▶ [Reading text]
After a picnic lunch under a carob tree on a hillside overlooking the carpark (in reality, merely a tract of open ground between the hills), we boarded the bus and drove to Tel Sokho, rising above the Elah Valley and famous for its proximity to the site of the battle fought in ancient times between David and Goliath (I Samuel 17).
The site is popularly known as the Hill of the Lupins (גבעת התורמוסים –Givat Haturmosim) – for reasons which will quickly become abundantly clear 😉 .
Besides the cyclamens, sickle-fruit hypercoum, euphorbia (spurge), and the delicate white blossoms of musk dead-nettle, not to mention the ubiquitous anemones, and the ancient terebinth trees for which the Elah Valley is named, the hill is covered in early springtime with the blue lupins which gave it its popular name.
Alas, as Israel does not put the clocks forward till late March, the setting sun forced us to start wending our way back to the bus at around five o’clock, stopping every few minutes to admire the many beautiful wildflowers along the path. When we finally reached the bottom of the hill, we were surprised and delighted to see a haredi (ultra-orthodox) family celebrating a birthday party amid the flowers. Clearly, the family was combining an early Purim celebration with that of the birthday, as the children were all in fancy dress.
It was a heartwarming end to what had been a beautiful day – even if a few drops of rain had started to fall as we made our way down from the hilltop.

▶ [Required action A]
Answer these questions from the Tel Sokho account:
(i) By what name is the site popularly known?
(ii) For what trees is the Elah Valley named?
(iii) At around what time did the group start back to the bus?
▶ [Required action B] Rewrite the paragraph of the Tel Sokho account beginning "Alas, as Israel does not put the clocks forward" as a short list of its main facts.
▶ [Required action C] Reproduce the Tel Sokho account from "Alas, as Israel" to "in fancy dress.".

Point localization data
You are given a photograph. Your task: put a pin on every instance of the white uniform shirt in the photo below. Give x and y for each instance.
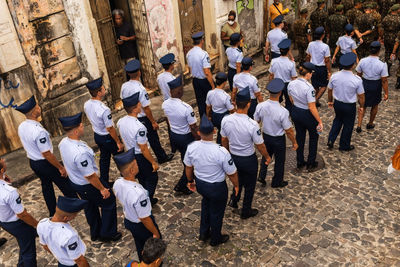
(99, 116)
(35, 139)
(346, 44)
(283, 68)
(242, 133)
(244, 79)
(274, 117)
(198, 60)
(318, 51)
(274, 37)
(346, 86)
(10, 203)
(372, 68)
(134, 199)
(132, 87)
(62, 240)
(132, 132)
(210, 161)
(180, 115)
(234, 56)
(78, 159)
(163, 79)
(302, 93)
(219, 100)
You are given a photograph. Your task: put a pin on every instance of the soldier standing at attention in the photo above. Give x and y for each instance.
(58, 237)
(145, 116)
(200, 68)
(105, 135)
(209, 163)
(366, 29)
(374, 75)
(39, 150)
(81, 167)
(391, 26)
(318, 53)
(181, 119)
(239, 135)
(276, 122)
(344, 88)
(235, 57)
(302, 34)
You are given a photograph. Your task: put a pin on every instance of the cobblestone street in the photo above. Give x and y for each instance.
(346, 214)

▶ [Result A]
(i) The Hill of the Lupins (Givat Haturmosim).
(ii) Terebinth trees.
(iii) At around five o'clock.

▶ [Result B]
- Israel does not put the clocks forward until late March, so the setting sun forced the group to start back to the bus at around five o'clock.
- On the way down they stopped every few minutes to admire the wildflowers along the path.
- At the bottom of the hill they were surprised and delighted to see a haredi (ultra-orthodox) family holding a birthday party among the flowers.
- The children were all in fancy dress, so the family was clearly combining an early Purim celebration with the birthday.

▶ [Result C]
Alas, as Israel does not put the clocks forward till late March, the setting sun forced us to start wending our way back to the bus at around five o’clock, stopping every few minutes to admire the many beautiful wildflowers along the path. When we finally reached the bottom of the hill, we were surprised and delighted to see a haredi (ultra-orthodox) family celebrating a birthday party amid the flowers. Clearly, the family was combining an early Purim celebration with that of the birthday, as the children were all in fancy dress.